Exercise objective
Repeat nothing but the line containing "Target: copper dome" and the lines that follow it, up to and including the last line of the data below.

--------------------------------

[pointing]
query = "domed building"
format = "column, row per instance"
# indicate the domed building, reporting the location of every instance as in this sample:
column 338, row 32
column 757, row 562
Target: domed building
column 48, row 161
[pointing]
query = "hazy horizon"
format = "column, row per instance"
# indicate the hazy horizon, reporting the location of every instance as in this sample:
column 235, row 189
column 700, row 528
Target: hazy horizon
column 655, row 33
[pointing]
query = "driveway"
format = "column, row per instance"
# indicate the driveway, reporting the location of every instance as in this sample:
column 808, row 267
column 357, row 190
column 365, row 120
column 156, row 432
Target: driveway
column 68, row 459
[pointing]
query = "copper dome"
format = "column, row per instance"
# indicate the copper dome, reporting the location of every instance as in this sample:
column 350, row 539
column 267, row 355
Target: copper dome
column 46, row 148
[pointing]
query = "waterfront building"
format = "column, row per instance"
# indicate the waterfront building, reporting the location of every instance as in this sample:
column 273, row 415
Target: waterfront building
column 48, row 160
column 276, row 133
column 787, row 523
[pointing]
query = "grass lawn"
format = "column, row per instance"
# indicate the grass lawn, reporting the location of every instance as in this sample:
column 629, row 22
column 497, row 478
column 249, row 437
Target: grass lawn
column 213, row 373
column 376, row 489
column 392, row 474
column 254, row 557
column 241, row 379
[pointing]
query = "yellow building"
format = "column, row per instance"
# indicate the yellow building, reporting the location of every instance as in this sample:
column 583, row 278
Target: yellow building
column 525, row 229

--------------------------------

Your response
Target: copper dome
column 46, row 148
[pointing]
query = "waterfront building"
format = "column, row per instance"
# indicate the waterfront building, reporting the location of every instance as in this sample:
column 273, row 415
Target: waterfront building
column 48, row 160
column 276, row 133
column 787, row 523
[pointing]
query = "grass lawn"
format = "column, row per instance"
# indicate the grass lawn, reporting the location of every instance as in this sample:
column 629, row 22
column 497, row 478
column 249, row 437
Target: grass lawn
column 213, row 373
column 376, row 489
column 392, row 474
column 254, row 557
column 241, row 379
[pointing]
query = "yellow building"
format = "column, row per instance"
# indicate the yellow building, reporting the location of every instance as in this sample:
column 583, row 278
Target: yellow building
column 525, row 229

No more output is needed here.